> _Goal_: Output the portion of the Sardinia climbing text starting at "These 4000 climbing" and ending at "best climbing areas.", reproducing it word for word.

--- Begin Page excerpt ---

You may not know it yet, but climbing in Sardinia is world class.
The Italian island of Sardinia, floating in idyllic Mediterranean waters, is a rock climbers paradise. The jagged and rocky landscape, brimming with limestone mountains of all shapes and sizes, is a place where world-class climbers are honing their skills, as well as where beginners are learning the ropes. In fact, there are over 4000 sport climbing routes in Sardinia!
These 4000 climbing routes can mostly be found in the five main climbing areas: Cala Gonone, Baunei/Ogliastra, Isili, Supramonte, and Domusnovas, near Iglesias. These routes are well-traveled and traversed, as climbing in Sardinia dates back more than 70 years. Whether you are seeking mammoth crags to climb, slabs to scale, or cliffs to clamber around, Sardinia is the place to do it. Moreover, with a gorgeous Mediterranean landscape and sparkling turquoise waters surrounding you, you couldn’t ask for a better environment to go climbing in.
So, if you’re ready to chart your routes for climbing in Sardinia, let’s get to covering Sardinia’s best climbing areas.

--- End Page excerpt ---
--- Begin Data records ---

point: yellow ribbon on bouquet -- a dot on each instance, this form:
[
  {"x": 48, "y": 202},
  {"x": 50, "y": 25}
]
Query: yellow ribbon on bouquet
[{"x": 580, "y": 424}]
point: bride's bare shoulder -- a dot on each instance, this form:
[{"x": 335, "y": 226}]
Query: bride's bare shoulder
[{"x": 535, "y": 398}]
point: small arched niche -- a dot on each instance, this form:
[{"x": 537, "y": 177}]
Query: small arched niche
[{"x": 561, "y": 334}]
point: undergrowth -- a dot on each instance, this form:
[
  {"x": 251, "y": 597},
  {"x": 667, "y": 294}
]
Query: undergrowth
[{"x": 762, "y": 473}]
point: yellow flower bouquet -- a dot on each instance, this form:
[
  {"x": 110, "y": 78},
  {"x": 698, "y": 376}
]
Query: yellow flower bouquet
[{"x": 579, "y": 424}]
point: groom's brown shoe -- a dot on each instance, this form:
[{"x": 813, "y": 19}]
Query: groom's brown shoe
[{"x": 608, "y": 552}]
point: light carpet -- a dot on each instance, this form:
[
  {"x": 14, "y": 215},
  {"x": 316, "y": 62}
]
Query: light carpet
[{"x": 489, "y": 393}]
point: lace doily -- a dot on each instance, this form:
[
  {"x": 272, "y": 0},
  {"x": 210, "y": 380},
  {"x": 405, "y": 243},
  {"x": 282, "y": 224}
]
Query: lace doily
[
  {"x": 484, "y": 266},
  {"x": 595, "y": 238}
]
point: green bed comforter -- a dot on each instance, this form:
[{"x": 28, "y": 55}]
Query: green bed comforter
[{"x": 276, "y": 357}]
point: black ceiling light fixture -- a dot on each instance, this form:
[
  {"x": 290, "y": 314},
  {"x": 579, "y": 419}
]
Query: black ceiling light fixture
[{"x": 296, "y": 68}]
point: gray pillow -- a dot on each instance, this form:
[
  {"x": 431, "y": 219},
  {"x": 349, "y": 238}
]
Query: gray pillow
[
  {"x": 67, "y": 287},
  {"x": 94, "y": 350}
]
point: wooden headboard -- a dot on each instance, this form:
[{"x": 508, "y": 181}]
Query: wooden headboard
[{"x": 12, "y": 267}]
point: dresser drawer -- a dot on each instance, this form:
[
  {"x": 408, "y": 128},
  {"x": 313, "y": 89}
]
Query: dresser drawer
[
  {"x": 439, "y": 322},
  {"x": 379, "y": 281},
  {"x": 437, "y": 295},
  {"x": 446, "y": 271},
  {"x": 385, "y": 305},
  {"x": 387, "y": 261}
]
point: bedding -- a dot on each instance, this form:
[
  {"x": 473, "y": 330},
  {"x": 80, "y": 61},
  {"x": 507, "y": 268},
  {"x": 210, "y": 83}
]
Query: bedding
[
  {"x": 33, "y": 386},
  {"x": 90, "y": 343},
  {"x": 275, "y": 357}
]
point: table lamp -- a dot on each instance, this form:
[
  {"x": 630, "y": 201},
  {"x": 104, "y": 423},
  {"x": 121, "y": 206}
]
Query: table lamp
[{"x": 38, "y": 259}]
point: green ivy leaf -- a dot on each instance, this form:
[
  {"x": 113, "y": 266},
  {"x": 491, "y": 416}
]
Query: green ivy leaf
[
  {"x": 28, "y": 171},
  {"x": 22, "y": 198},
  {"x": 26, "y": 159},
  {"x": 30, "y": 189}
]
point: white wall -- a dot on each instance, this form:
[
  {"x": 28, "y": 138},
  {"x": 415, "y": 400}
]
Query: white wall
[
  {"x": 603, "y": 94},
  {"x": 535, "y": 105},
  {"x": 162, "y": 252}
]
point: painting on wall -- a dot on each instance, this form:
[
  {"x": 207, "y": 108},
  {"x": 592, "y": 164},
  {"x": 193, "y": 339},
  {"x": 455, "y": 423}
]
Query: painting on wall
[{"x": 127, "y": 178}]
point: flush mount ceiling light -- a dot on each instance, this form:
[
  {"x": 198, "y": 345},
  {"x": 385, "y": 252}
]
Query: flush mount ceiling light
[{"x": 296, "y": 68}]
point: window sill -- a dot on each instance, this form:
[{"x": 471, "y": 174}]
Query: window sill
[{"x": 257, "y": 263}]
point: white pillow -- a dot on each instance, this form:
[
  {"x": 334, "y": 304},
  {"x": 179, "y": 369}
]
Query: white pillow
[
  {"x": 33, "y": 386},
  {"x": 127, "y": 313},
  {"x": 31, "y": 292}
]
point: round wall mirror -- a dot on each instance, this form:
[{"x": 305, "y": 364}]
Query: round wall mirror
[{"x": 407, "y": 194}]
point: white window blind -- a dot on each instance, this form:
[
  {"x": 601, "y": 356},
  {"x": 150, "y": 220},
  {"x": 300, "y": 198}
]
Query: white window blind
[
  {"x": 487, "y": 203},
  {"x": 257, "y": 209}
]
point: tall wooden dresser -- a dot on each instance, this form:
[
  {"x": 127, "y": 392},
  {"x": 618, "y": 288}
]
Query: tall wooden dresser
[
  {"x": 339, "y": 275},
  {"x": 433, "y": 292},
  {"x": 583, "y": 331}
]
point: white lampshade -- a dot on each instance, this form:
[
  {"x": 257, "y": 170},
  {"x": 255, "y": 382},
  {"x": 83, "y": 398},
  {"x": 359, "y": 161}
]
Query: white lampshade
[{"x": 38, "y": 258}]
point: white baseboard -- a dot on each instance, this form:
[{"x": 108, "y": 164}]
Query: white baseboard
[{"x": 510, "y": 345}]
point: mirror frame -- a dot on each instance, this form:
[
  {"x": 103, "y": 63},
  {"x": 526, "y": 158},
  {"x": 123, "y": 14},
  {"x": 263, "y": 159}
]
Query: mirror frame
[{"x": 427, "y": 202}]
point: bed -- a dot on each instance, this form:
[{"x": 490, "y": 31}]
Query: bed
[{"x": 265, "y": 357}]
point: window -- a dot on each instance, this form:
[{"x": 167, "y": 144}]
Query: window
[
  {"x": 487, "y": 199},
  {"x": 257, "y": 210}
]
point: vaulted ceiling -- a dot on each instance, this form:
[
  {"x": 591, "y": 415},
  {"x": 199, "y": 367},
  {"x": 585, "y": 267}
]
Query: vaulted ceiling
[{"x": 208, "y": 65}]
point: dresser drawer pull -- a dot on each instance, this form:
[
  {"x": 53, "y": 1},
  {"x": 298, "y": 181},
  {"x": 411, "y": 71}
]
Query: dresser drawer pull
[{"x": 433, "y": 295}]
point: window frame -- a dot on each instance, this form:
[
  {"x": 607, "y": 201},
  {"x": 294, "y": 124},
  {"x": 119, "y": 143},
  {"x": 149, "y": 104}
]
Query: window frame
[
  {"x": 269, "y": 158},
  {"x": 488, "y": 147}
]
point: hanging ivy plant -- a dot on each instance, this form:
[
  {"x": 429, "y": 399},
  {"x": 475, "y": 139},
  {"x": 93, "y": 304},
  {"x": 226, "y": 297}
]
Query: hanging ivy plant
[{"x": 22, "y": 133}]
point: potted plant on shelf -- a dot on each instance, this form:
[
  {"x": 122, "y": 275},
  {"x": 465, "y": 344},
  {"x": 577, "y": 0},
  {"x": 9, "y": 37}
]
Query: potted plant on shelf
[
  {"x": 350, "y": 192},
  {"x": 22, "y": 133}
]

--- End Data records ---

> _Response_:
These 4000 climbing routes can mostly be found in the five main climbing areas: Cala Gonone, Baunei/Ogliastra, Isili, Supramonte, and Domusnovas, near Iglesias. These routes are well-traveled and traversed, as climbing in Sardinia dates back more than 70 years. Whether you are seeking mammoth crags to climb, slabs to scale, or cliffs to clamber around, Sardinia is the place to do it. Moreover, with a gorgeous Mediterranean landscape and sparkling turquoise waters surrounding you, you couldn’t ask for a better environment to go climbing in.
So, if you’re ready to chart your routes for climbing in Sardinia, let’s get to covering Sardinia’s best climbing areas.